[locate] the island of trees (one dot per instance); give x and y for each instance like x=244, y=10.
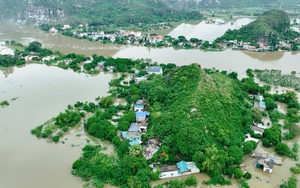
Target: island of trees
x=269, y=32
x=199, y=115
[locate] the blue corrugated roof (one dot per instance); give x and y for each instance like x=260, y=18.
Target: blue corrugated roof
x=133, y=127
x=134, y=142
x=182, y=167
x=138, y=106
x=140, y=114
x=262, y=104
x=154, y=69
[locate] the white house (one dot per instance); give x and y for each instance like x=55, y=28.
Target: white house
x=180, y=169
x=155, y=70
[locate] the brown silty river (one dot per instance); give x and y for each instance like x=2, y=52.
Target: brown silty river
x=42, y=92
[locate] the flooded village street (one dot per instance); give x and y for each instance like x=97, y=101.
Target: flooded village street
x=41, y=92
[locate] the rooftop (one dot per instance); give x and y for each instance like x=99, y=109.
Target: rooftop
x=133, y=127
x=182, y=167
x=155, y=69
x=168, y=168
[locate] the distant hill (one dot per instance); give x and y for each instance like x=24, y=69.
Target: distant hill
x=268, y=4
x=271, y=27
x=119, y=12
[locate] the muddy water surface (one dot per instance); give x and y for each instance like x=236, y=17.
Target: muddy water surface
x=41, y=92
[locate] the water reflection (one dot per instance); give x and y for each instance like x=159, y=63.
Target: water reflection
x=265, y=56
x=207, y=31
x=7, y=70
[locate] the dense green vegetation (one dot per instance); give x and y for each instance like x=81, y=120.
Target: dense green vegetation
x=292, y=183
x=212, y=111
x=9, y=61
x=272, y=26
x=227, y=4
x=100, y=12
x=276, y=78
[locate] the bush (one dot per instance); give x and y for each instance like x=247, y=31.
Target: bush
x=55, y=139
x=238, y=173
x=191, y=181
x=247, y=176
x=282, y=149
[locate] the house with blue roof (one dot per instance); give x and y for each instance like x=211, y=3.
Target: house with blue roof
x=180, y=169
x=155, y=70
x=260, y=103
x=142, y=116
x=133, y=134
x=138, y=107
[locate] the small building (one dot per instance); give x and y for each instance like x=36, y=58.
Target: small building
x=266, y=163
x=66, y=26
x=140, y=101
x=53, y=30
x=101, y=64
x=142, y=116
x=133, y=134
x=139, y=79
x=180, y=169
x=155, y=70
x=138, y=107
x=249, y=138
x=260, y=103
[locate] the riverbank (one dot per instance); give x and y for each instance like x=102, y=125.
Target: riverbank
x=4, y=49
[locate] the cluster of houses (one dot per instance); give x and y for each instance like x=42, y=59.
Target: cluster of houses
x=181, y=168
x=138, y=128
x=266, y=161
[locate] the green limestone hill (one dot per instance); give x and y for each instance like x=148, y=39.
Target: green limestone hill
x=272, y=26
x=197, y=115
x=119, y=12
x=265, y=4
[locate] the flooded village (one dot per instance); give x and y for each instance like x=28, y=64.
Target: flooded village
x=267, y=168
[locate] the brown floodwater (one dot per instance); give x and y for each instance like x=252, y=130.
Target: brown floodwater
x=42, y=92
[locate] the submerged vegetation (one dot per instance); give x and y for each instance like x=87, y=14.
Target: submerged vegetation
x=199, y=101
x=272, y=26
x=276, y=78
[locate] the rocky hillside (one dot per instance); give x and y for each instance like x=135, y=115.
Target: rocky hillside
x=191, y=4
x=119, y=12
x=272, y=26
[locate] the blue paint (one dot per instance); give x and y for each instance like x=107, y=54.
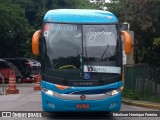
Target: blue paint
x=80, y=16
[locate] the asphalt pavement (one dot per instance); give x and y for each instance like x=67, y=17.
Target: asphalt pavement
x=28, y=96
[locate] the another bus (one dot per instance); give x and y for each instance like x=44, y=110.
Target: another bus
x=81, y=58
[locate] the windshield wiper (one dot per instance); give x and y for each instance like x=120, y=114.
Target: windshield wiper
x=88, y=61
x=104, y=52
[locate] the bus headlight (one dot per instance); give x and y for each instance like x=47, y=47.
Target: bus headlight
x=50, y=92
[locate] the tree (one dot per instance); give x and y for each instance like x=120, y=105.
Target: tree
x=143, y=16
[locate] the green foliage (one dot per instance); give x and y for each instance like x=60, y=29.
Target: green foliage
x=14, y=30
x=20, y=18
x=143, y=16
x=135, y=95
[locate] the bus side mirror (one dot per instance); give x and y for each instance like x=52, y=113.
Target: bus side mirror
x=127, y=42
x=35, y=42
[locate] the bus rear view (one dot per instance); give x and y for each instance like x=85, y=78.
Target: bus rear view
x=81, y=58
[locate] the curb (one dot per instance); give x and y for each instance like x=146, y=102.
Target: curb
x=141, y=103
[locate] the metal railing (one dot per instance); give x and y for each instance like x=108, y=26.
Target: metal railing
x=143, y=78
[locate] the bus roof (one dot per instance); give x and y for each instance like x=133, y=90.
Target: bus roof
x=80, y=16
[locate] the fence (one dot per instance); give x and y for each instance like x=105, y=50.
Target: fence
x=143, y=78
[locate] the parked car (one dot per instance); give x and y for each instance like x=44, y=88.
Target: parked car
x=5, y=68
x=24, y=67
x=35, y=66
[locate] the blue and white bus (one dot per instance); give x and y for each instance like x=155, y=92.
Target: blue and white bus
x=81, y=58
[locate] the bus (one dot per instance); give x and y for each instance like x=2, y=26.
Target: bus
x=80, y=52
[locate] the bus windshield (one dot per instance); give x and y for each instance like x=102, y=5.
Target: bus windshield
x=75, y=49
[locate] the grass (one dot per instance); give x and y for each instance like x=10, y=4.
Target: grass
x=135, y=95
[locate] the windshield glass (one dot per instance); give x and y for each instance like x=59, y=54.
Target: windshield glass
x=100, y=49
x=74, y=50
x=64, y=46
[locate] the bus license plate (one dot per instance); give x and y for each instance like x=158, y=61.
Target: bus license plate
x=82, y=106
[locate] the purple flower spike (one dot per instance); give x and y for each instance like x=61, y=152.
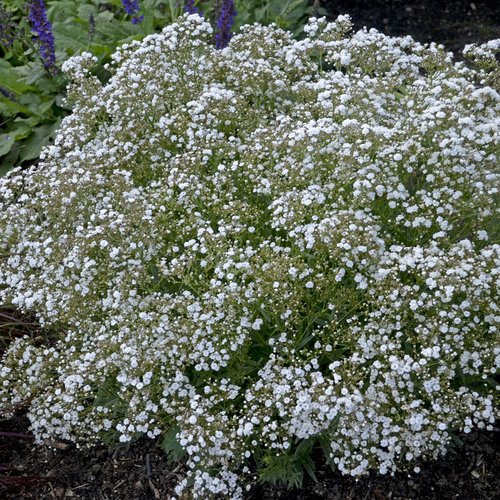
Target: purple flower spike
x=190, y=8
x=224, y=23
x=132, y=8
x=43, y=33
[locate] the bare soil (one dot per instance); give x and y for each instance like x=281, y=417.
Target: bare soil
x=142, y=471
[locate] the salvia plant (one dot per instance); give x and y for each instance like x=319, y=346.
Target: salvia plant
x=37, y=36
x=262, y=250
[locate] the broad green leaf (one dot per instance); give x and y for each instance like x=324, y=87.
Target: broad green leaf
x=70, y=35
x=19, y=131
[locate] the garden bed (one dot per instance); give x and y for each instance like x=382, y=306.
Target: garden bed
x=142, y=471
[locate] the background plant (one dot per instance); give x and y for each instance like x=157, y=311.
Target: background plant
x=32, y=97
x=322, y=273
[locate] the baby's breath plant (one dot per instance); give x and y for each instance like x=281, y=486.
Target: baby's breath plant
x=260, y=250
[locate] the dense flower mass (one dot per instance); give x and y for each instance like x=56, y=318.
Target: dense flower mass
x=274, y=244
x=132, y=8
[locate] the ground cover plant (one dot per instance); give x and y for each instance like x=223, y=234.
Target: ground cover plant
x=36, y=37
x=324, y=271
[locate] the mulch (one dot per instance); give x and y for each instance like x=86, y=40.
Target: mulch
x=142, y=471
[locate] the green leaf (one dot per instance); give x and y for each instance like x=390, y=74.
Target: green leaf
x=11, y=80
x=40, y=138
x=70, y=35
x=171, y=446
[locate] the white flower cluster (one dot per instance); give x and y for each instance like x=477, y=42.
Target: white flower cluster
x=279, y=241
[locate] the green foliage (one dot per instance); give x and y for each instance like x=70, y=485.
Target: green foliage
x=33, y=102
x=172, y=447
x=288, y=467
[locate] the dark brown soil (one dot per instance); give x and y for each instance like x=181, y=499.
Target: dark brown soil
x=143, y=472
x=454, y=23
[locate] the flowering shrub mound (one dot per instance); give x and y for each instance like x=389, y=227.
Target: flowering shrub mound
x=264, y=248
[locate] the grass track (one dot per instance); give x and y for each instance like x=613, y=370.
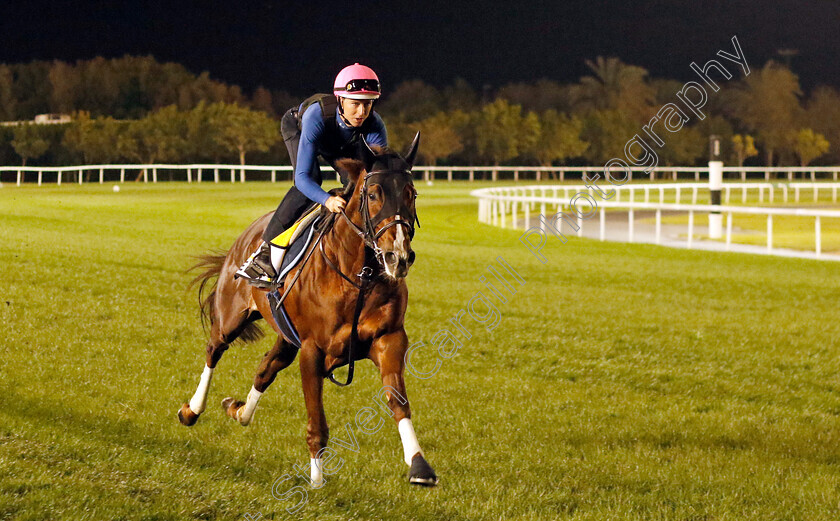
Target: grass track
x=622, y=382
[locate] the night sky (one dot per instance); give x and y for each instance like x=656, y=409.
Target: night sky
x=300, y=46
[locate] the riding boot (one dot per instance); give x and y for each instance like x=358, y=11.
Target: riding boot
x=258, y=270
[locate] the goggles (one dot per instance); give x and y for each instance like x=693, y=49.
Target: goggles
x=362, y=85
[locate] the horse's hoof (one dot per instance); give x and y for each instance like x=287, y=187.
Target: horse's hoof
x=231, y=405
x=186, y=416
x=421, y=472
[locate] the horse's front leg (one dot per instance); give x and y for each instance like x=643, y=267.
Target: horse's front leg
x=388, y=353
x=317, y=431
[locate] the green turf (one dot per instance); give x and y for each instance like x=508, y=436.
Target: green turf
x=623, y=381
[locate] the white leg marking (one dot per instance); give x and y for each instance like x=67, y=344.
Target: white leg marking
x=199, y=399
x=409, y=439
x=247, y=411
x=315, y=473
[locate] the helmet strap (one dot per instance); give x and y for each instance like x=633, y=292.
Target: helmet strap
x=341, y=110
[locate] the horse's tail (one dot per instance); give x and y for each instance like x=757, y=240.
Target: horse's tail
x=210, y=266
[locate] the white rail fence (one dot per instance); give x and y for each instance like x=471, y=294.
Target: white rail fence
x=234, y=173
x=499, y=206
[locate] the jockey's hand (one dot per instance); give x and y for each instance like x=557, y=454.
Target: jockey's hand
x=335, y=204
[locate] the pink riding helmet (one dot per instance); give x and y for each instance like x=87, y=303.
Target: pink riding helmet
x=357, y=82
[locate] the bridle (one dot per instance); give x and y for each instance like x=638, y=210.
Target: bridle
x=393, y=183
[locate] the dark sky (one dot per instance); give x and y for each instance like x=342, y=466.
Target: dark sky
x=300, y=46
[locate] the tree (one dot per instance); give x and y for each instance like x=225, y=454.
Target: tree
x=767, y=103
x=96, y=140
x=160, y=136
x=204, y=124
x=743, y=147
x=684, y=147
x=412, y=101
x=558, y=138
x=438, y=138
x=606, y=131
x=823, y=115
x=809, y=145
x=29, y=142
x=246, y=131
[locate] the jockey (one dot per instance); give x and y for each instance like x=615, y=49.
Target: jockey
x=330, y=126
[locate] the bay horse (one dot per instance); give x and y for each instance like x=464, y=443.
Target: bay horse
x=370, y=241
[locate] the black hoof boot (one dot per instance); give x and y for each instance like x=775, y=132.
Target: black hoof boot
x=421, y=472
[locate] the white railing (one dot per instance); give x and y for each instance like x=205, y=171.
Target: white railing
x=765, y=192
x=500, y=205
x=214, y=172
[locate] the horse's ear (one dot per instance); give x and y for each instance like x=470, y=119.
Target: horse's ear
x=411, y=153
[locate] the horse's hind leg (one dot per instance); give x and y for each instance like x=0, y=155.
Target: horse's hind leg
x=317, y=431
x=222, y=333
x=279, y=358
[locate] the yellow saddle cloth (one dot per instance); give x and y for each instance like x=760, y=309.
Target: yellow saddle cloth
x=284, y=239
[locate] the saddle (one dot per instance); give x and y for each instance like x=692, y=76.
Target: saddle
x=299, y=237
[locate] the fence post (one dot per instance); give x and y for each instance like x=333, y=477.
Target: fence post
x=769, y=232
x=690, y=227
x=658, y=226
x=602, y=224
x=817, y=237
x=728, y=231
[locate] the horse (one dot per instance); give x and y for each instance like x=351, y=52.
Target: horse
x=338, y=319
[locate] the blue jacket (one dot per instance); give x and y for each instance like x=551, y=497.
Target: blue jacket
x=313, y=141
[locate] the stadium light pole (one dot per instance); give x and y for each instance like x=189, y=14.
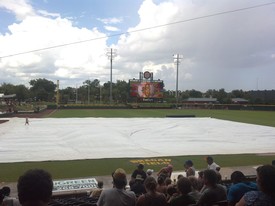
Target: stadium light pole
x=111, y=54
x=177, y=59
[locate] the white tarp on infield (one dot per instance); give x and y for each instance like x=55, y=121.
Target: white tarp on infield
x=94, y=138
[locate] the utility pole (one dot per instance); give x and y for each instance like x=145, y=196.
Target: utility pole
x=76, y=94
x=88, y=85
x=111, y=54
x=57, y=94
x=177, y=59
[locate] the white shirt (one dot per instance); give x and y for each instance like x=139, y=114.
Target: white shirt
x=213, y=166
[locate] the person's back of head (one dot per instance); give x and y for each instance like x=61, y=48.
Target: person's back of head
x=210, y=177
x=184, y=185
x=171, y=189
x=35, y=187
x=237, y=177
x=160, y=180
x=6, y=191
x=150, y=184
x=119, y=178
x=266, y=179
x=167, y=181
x=194, y=182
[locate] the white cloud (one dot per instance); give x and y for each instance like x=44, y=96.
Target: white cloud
x=21, y=8
x=111, y=28
x=110, y=20
x=227, y=51
x=45, y=13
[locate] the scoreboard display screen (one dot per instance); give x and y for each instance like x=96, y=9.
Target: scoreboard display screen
x=146, y=89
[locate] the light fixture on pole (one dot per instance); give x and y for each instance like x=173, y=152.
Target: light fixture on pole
x=111, y=54
x=177, y=60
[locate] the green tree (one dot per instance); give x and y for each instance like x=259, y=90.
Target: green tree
x=22, y=92
x=42, y=89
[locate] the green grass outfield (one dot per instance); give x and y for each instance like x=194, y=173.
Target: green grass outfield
x=9, y=172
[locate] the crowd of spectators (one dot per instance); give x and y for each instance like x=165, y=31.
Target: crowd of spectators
x=205, y=188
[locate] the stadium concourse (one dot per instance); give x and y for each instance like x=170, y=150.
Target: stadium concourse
x=93, y=138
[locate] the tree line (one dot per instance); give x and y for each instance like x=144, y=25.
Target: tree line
x=92, y=92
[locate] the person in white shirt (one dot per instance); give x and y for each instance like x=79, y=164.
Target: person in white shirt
x=211, y=164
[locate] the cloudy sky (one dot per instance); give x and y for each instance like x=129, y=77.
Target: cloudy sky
x=224, y=43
:::
The problem: Please convert the records, from their first line through the line that contains "x=199, y=115", into a JSON list of strings with one string per line. Skip any blank lines and leave the pictures out.

Task answer:
[
  "[locate] the island of trees (one dot per instance); give x and y for each instance like x=244, y=10.",
  "Target: island of trees",
  "x=269, y=32",
  "x=199, y=115"
]